Complete the following:
**A)** Using the speech recognition patent text below, decide whether each statement agrees with it, answering yes or no and quoting the words that settle it: (i) The primary engine is run on every job. (ii) Grammar constraints are enforced by the primary engine. (iii) The finite state machine is generated from the grammar constraints.
**B)** Extend the speech recognition patent text below, starting right after its final sentence.

Text excerpt:
# # #
Commercial automatic speech recognition engine combinations

Info

Publication number: 20040138885
Type: Application
Filed: Jan 9, 2003
Publication Date: Jul 15, 2004
Inventor: Xiaofan Lin (San Jose, CA)
Application Number: 10339423

Abstract

A combination system of speech recognition engines comprises a pool of speech recognition engines that vary amongst themselves in various characterizing measures like processing speed, error rates, cost, etc. One such speech recognition engine is designated as primary and others are designated as supplemental, according to the job at hand and the peculiar benefits of using each selected engine. The primary engine is run on every job. A supplemental engine may be run if some measure indicates more speed or more accuracy is needed. A combination unit aligns and combines the outputs of the primary and supplemental engines. Any grammar constraints are enforced by the combination unit in the final result. A finite state machine is generated from the grammar constraints, and is used to guide the search in word transition network for an optimal final string.
# # #
Data records:
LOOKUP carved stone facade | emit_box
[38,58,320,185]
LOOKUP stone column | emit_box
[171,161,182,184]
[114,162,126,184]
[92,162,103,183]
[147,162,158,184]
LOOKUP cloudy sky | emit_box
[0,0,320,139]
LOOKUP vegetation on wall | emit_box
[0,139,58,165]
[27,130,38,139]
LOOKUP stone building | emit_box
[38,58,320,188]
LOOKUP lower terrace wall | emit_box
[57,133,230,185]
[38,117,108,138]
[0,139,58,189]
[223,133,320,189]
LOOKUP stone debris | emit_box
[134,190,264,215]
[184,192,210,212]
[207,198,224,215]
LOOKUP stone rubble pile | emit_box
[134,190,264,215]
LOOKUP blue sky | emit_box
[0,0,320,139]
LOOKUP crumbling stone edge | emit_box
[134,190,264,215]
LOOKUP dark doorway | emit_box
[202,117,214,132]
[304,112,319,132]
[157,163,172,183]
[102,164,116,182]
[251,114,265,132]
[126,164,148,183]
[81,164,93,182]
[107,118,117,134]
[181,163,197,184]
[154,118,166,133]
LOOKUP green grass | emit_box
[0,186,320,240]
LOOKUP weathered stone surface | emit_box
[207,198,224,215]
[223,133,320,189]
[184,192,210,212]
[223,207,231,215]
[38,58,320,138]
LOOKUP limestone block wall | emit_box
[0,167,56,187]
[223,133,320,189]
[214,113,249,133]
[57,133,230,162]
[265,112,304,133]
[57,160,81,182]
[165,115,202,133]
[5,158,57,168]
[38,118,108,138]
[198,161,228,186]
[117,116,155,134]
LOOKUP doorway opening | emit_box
# # #
Task-by-task results:
**A)**
(i) Yes: "The primary engine is run on every job."
(ii) No: "Any grammar constraints are enforced by the combination unit in the final result."
(iii) Yes: "A finite state machine is generated from the grammar constraints"

**B)**
Description

Description

FIELD OF THE INVENTION

[0001] The present invention relates to automatic speech-recognition systems, and more specifically to systems that combine multiple speech recognition engines with particular characteristics into teams that favor predetermined business goals.

BACKGROUND OF THE INVENTION

[0002] Telephone applications of automatic speech recognition (ASR) promise huge economic returns by being able to reduce the costs of business transactions and services through computerized speech interfaces. Nuance Communications, Inc., (Menlo Park Calif.) and SpeechWorks International, Inc., (Boston, Calif.) are two leading suppliers of such software. Many such systems often provide the same functionality, so a natural inclination is to combine the systems for better performance.

[0003] Prior art combinations of multiple conversational ASR engines have been principally directed toward reducing the word error rate (WER). A voting mechanism is usually constructed in which a majority vote decides what is the correct output response to an input utterance. Such arrangements can significantly improve the word error rates over single recognition engines.

[0004] But many prior solutions are only simple combination units that do not consider grammar rules. In addition, they try to maximize accuracy by running all the recognition engines. The combined systems are slower because each engine's software takes time to execute on the hardware platform, and they together impose a higher software licensing cost because a license for each engine used must be bought. These combinations typically do not take rule-based grammar into consideration, and cannot be used directly for telephony-type ASR engines. Prior art combination methods do not contribute much business value on top of telephony-type ASR engines.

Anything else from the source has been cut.